SOURCE DOCUMENT
Micheál Mac Liammóir, British-born Irish actor, playwright, impresario, writer, poet and painter, dies in Dublin on March 6, 1978. He co-founds the Gate Theatre with his partner Hilton Edwards and is one of the most recognizable figures in the arts in twentieth-century Ireland.

Mac Liammóir is born Alfred Willmore on October 25, 1899. He is born to a Protestant family living in the Kensal Green district of London.

As Alfred Willmore, he is one of the leading child actors on the English stage, in the company of Noël Coward. He appears for several seasons in Peter Pan. He studies painting at London’s Slade School of Fine Art, continuing to paint throughout his lifetime. In the 1920s he travels all over Europe. He is captivated by Irish culture and learns the Irish language which he speaks and writes fluently. He changes his name to an Irish version, presenting himself in Ireland as a descendant of Irish Catholics from Cork. Later in his life, he writes three autobiographies in Irish and translates them into English.

While acting in Ireland with the touring company of his brother-in-law Anew MacMaster, Mac Liammóir meets the man who becomes his partner and lover, Hilton Edwards. Their first meeting takes place in the Athenaeum, Enniscorthy, County Wexford. Deciding to remain in Dublin, where they live at Harcourt Terrace, the pair assists with the inaugural production of Galway‘s Irish language theatre, An Taibhdhearc. The play is Mac Liammóir’s version of the mythical story Diarmuid agus Gráinne, in which Mac Liammóir plays the lead role as Diarmuid.

[Items from a data source]
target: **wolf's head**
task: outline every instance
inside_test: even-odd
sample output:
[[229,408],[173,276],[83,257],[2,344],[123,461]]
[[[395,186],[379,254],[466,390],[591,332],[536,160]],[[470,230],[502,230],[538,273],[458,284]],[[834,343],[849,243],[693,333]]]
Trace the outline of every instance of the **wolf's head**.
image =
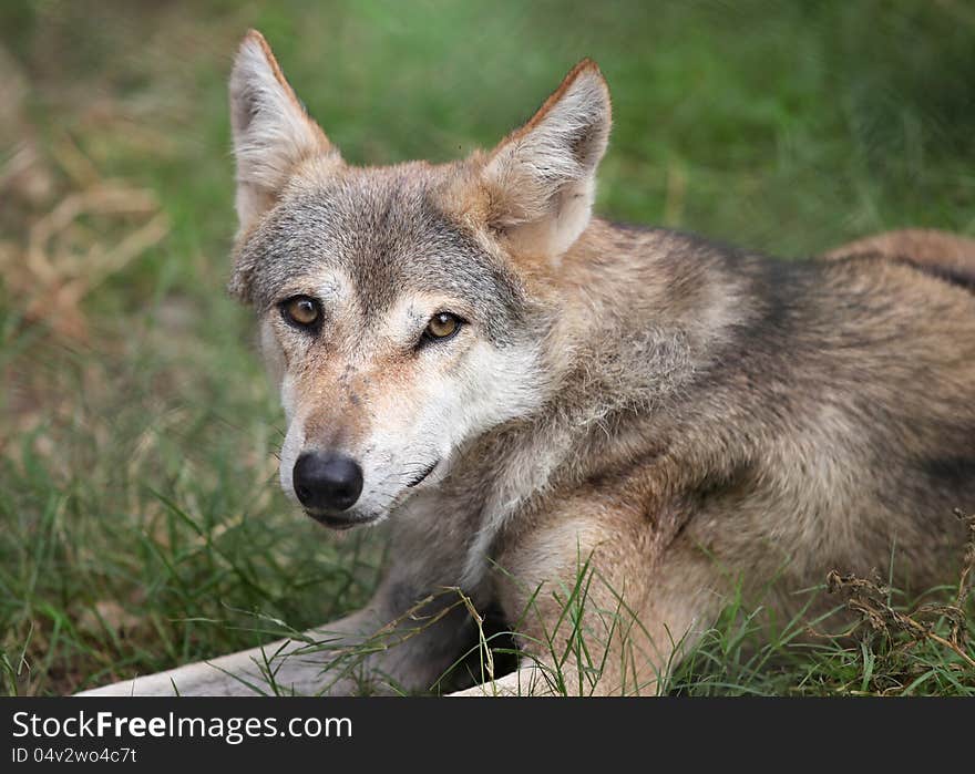
[[353,167],[250,32],[230,117],[230,290],[280,385],[281,486],[329,526],[379,522],[555,389],[558,259],[589,221],[606,83],[582,62],[490,153]]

EXERCISE
For each statement, answer yes or no to say whether it agrees with the text on Micheál Mac Liammóir, and quote the words that decide it: (a) He was born into a Protestant family in London. (b) He first met Hilton Edwards in Dublin. (c) He wrote his autobiographies in English and later translated them into Irish. The data has no connection to the text on Micheál Mac Liammóir.

FINISHED ANSWER
(a) Yes: "He is born to a Protestant family living in the Kensal Green district of London."
(b) No: "Their first meeting takes place in the Athenaeum, Enniscorthy, County Wexford."
(c) No: "he writes three autobiographies in Irish and translates them into English."